## WHAT IS EXPECTED
Please arrange the lines below as a numbered list, leaving out any blank lines.

::: DATA SUPPLIED :::

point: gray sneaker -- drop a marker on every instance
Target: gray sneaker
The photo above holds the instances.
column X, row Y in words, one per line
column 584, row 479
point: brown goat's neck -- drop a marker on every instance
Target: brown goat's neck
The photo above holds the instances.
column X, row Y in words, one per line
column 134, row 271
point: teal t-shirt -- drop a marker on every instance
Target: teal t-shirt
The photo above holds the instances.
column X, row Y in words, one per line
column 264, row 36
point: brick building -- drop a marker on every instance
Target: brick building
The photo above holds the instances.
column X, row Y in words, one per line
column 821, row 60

:::

## COMPLETED TASK
1. point: gray sneaker -- drop a marker on every instance
2. Target: gray sneaker
3. The photo above holds the instances.
4. column X, row Y in words, one per line
5. column 584, row 479
6. point: brown goat's neck -- drop a marker on every instance
7. Target: brown goat's neck
8. The photo above holds the instances.
9. column X, row Y in words, one per line
10. column 134, row 271
11. point: teal t-shirt -- drop a marker on every instance
12. Target: teal t-shirt
13. The photo above holds the instances.
14. column X, row Y in words, one per line
15. column 264, row 36
16. point: brick building -- drop a marker on every instance
17. Target: brick building
18. The photo above holds the instances.
19. column X, row Y in words, one per line
20. column 821, row 60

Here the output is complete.